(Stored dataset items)
▬▬▬

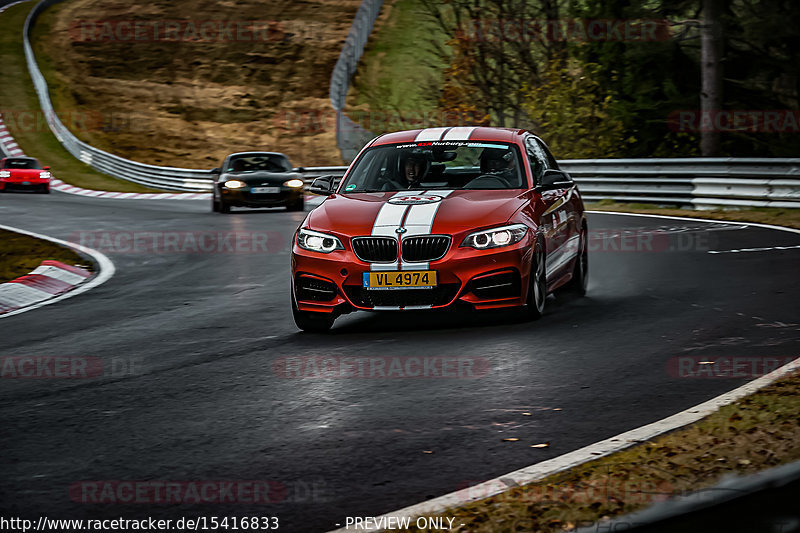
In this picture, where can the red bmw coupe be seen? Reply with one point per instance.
(24, 174)
(432, 218)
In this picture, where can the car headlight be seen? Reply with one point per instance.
(496, 237)
(318, 242)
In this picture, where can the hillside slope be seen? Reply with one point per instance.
(184, 102)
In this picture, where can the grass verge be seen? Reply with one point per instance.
(25, 120)
(762, 215)
(755, 433)
(20, 254)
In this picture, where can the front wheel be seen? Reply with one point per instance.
(310, 321)
(537, 284)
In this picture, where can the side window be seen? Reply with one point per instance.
(551, 161)
(537, 158)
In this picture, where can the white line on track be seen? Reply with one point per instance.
(103, 263)
(599, 449)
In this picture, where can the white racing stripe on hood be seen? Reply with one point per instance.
(420, 222)
(430, 134)
(386, 223)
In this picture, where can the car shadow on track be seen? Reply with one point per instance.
(452, 319)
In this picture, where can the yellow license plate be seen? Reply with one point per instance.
(397, 280)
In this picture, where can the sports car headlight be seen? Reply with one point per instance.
(318, 242)
(496, 237)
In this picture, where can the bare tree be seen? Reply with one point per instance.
(711, 69)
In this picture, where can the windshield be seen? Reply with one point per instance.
(254, 162)
(437, 165)
(22, 163)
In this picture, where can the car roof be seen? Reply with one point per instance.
(258, 153)
(458, 133)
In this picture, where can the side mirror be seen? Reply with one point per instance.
(555, 179)
(322, 185)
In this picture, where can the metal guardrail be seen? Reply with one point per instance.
(700, 182)
(351, 136)
(169, 178)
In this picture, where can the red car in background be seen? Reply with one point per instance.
(24, 174)
(432, 218)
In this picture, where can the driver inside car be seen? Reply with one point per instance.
(499, 163)
(414, 169)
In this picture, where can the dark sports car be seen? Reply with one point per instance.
(24, 174)
(257, 179)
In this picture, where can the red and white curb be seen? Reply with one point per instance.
(539, 471)
(52, 281)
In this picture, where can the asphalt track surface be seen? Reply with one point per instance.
(204, 402)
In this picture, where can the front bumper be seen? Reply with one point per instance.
(483, 279)
(245, 198)
(24, 185)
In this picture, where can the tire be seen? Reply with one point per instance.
(537, 284)
(580, 273)
(310, 321)
(297, 205)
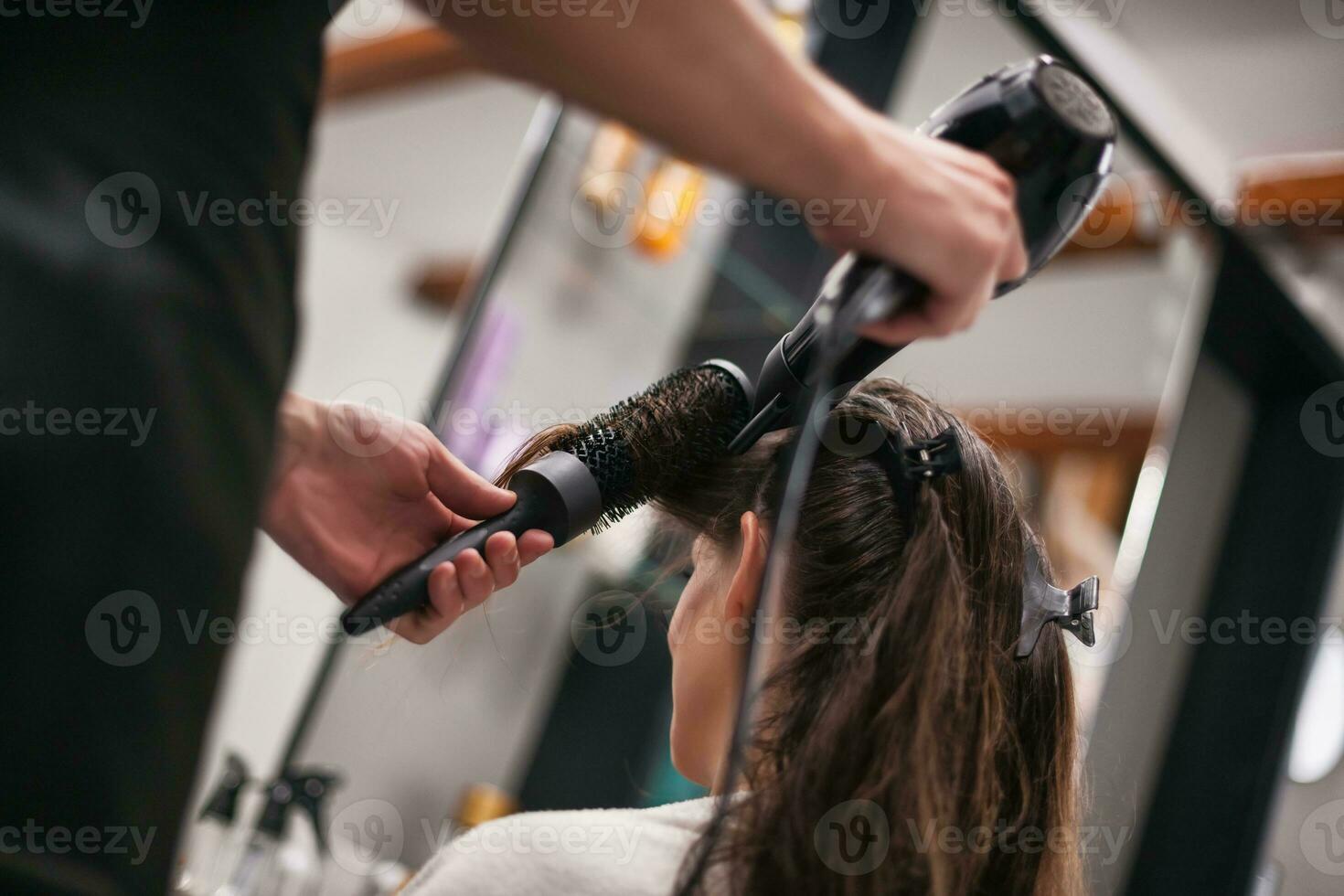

▬▬▬

DESCRIPTION OF THE TASK. From the first line to the last, retype the entries above exactly, minus the pictures.

RESPONSE.
In this picture, where can the red bmw coupe be seen? Reply with one point per instance.
(24, 174)
(432, 218)
In this picture, where can the car headlight be seen? Reply with one point per instance.
(496, 237)
(318, 242)
In this picture, where can the hillside slope be seen? Reply with one point per instance.
(184, 102)
In this picture, where can the grass verge be seen? Reply with one point per instance.
(25, 120)
(762, 215)
(755, 433)
(20, 254)
In this picture, where can the front wheel be seen? Reply with one point per instance.
(310, 321)
(537, 284)
In this picture, where can the side window be seen? Reply with one point per instance.
(551, 161)
(537, 158)
In this picture, where can the white line on track be seen? Reply with one point per instance.
(103, 263)
(599, 449)
In this picture, where can the white racing stripe on hood be seen? Reply with one point per instance.
(420, 222)
(430, 134)
(386, 223)
In this picture, where can the car shadow on track be seen? Reply with one point per instance.
(452, 319)
In this picture, where can the yellow license plate be seen? Reply with one point per instance.
(397, 280)
In this picture, where can the sports car headlight be seen? Reply with one point per instance.
(318, 242)
(496, 237)
In this picture, where can the bare tree be seen? Reply with one point per instance.
(711, 69)
In this picture, where can the windshield be seen? Reply with one point per instance.
(254, 162)
(437, 165)
(22, 163)
In this picture, where can the car roof be seen? Reply with one point per instance.
(258, 153)
(458, 133)
In this picture, where can the side mirror be seen? Reply with one point per instance.
(555, 179)
(322, 185)
In this picture, where can the metal guardrail be seen? Reply with one point per instance.
(700, 182)
(351, 136)
(169, 178)
In this picture, where can the red car in background be seen? Reply with one point per instance.
(24, 174)
(432, 218)
In this picture, where can the driver inside car be seen? Reply with one point per instance.
(499, 163)
(414, 169)
In this picture, where can the dark sports car be seen? Reply with one point per instance.
(24, 174)
(257, 179)
In this picture, where can the red and white curb be seen? Reply with one point per instance.
(539, 471)
(52, 281)
In this picture, where can the asphalt track surface be seen? Reply with one point per instance.
(204, 402)
In this picture, where can the front bumper be seen? Reply with one point per instance.
(483, 279)
(245, 198)
(24, 185)
In this picture, where can the tire be seen? Reply with one point per instance.
(537, 284)
(580, 273)
(310, 321)
(297, 205)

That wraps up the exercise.